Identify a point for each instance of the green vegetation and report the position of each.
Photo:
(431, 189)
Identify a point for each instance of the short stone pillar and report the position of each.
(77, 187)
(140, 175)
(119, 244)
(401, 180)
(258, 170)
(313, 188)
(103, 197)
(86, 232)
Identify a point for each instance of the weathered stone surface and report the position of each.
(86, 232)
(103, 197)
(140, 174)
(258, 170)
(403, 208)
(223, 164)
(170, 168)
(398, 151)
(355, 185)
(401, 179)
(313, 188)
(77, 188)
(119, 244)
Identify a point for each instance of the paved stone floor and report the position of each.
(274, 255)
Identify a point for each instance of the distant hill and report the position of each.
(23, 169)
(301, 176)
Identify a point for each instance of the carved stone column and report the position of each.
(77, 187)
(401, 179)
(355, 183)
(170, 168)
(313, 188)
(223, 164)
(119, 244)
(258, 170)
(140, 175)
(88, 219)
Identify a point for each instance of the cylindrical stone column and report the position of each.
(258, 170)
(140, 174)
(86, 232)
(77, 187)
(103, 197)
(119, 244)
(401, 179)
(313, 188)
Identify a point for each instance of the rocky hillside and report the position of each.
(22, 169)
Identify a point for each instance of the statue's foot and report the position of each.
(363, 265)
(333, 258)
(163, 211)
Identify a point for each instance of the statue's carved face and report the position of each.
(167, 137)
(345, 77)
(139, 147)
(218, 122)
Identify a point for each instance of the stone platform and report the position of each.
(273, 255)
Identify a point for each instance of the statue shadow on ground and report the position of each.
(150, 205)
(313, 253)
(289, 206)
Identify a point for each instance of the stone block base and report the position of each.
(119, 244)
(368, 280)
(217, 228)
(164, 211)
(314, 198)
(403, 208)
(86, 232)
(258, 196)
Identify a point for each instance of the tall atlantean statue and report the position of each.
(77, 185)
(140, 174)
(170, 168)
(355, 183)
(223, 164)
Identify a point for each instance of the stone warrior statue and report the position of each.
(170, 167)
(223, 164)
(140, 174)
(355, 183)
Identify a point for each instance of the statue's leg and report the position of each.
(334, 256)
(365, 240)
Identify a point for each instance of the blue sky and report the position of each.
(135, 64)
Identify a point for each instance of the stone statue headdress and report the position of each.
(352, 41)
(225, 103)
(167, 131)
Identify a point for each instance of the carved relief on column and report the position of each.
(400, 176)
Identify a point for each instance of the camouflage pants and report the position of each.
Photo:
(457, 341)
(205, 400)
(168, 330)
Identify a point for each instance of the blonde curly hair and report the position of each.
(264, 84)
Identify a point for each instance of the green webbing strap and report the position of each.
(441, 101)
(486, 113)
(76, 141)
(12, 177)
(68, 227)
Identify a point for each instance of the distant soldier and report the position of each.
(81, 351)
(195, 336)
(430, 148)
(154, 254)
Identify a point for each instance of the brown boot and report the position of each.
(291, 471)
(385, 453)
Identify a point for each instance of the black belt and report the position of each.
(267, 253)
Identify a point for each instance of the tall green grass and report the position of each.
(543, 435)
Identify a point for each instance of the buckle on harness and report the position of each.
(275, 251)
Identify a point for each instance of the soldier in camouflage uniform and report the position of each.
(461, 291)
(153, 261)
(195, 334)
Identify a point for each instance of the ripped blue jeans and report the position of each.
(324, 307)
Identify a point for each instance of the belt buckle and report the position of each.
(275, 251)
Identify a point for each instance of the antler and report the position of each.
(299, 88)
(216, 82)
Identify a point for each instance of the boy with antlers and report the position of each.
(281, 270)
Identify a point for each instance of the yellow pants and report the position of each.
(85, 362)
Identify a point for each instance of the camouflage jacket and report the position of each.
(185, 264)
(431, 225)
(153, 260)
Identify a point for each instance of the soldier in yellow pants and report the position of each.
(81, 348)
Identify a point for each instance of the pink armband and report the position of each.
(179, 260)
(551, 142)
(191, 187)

○ ○ ○ ○ ○

Reproduce every line of the data verbatim.

Identify a point for each instance of the green vegetation and report the position of each.
Photo:
(431, 189)
Identify a point for each instance of the short stone pillar and report the position of each.
(77, 187)
(140, 175)
(119, 244)
(401, 180)
(258, 170)
(313, 188)
(103, 197)
(86, 232)
Identify a point for each instance of the weathered stone surface and report the position of each.
(86, 232)
(103, 197)
(140, 174)
(258, 170)
(403, 208)
(223, 164)
(170, 168)
(398, 151)
(355, 185)
(401, 179)
(313, 188)
(77, 188)
(119, 244)
Identify a point for each instance of the paved stone floor and report the position of each.
(274, 255)
Identify a point for each instance of the distant hill and report the position of each.
(23, 169)
(301, 176)
Identify a point for each instance of the carved stone column and report the position of each.
(77, 187)
(401, 179)
(355, 183)
(170, 168)
(313, 188)
(223, 164)
(119, 244)
(258, 170)
(140, 175)
(88, 219)
Identify a point for each instance of the cylindrical stone column and report the position of each.
(258, 170)
(140, 174)
(86, 232)
(77, 187)
(103, 197)
(119, 244)
(401, 179)
(313, 188)
Identify a point for each instance of the rocky hillside and report the position of each.
(22, 169)
Identify a point for each instance of the statue's foot and report the position of each.
(363, 265)
(333, 258)
(163, 211)
Identify a point for each instance of the statue's carved face and report the position of each.
(167, 137)
(345, 77)
(139, 147)
(218, 122)
Identify a point for each instance of the stone platform and report the position of each.
(273, 255)
Identify a point for each instance of the statue shadow on ground and report the position of each.
(150, 205)
(313, 253)
(289, 206)
Identify a point for each instance of the stone block base and report the position of each.
(119, 244)
(368, 280)
(217, 228)
(164, 211)
(314, 198)
(403, 208)
(86, 232)
(258, 196)
Identify a point for each instance of the tall atlantean statue and report the position of each.
(77, 185)
(140, 174)
(170, 168)
(355, 183)
(223, 164)
Identify a point for each instance of the stone warrior statue and report the position of each.
(170, 167)
(223, 164)
(140, 174)
(355, 183)
Identify a point for each instance of the statue's leg and report the position of each.
(334, 256)
(365, 240)
Identify a point for each instance of the blue sky and report the position of each.
(135, 64)
Identify a point for each instance of the stone statue headdress and report the position of each.
(352, 41)
(225, 103)
(167, 131)
Identify a point for each instance of the carved relief on column and report the position of each.
(400, 176)
Identify a point for each instance of the camouflage pants and report the position of each.
Photo:
(457, 341)
(205, 400)
(168, 330)
Identify a point for each instance of the blonde curly hair and report the position of each.
(264, 84)
Identify a point for each instance of the green webbing strap and report the position of each.
(441, 101)
(486, 113)
(76, 141)
(12, 177)
(68, 227)
Identify a point for each instance of the distant soldier and report the position of each.
(81, 351)
(195, 336)
(430, 148)
(154, 254)
Identify a point for each instance of the brown boot and report the position of each.
(291, 471)
(385, 453)
Identify a point for each instance of the black belt and report the position of each.
(267, 253)
Identify a point for each instance of the tall green grass and report the position of each.
(543, 435)
Identify a point for each instance of the buckle on harness and report the position of each.
(275, 251)
Identify a point for each instance of the soldier in camouflage uniform and report the position of each.
(461, 291)
(153, 261)
(195, 334)
Identify a point for each instance of the ripped blue jeans and report the position of each.
(324, 307)
Identify a point for each instance of the belt buckle and report the position of each.
(275, 251)
Identify a point for each instance of the antler and report the position of each.
(299, 88)
(216, 82)
Identify a point for each instance of the boy with antlers and report the position of each.
(281, 270)
Identify a point for each instance of the yellow pants and report the position of each.
(85, 362)
Identify a point for each instance of the camouflage jacket and report the position of each.
(185, 264)
(431, 225)
(153, 260)
Identify a point for each instance of the soldier in yellow pants and report the position of each.
(81, 348)
Identify a point for each instance of the pink armband and report the position of each.
(179, 260)
(551, 142)
(191, 187)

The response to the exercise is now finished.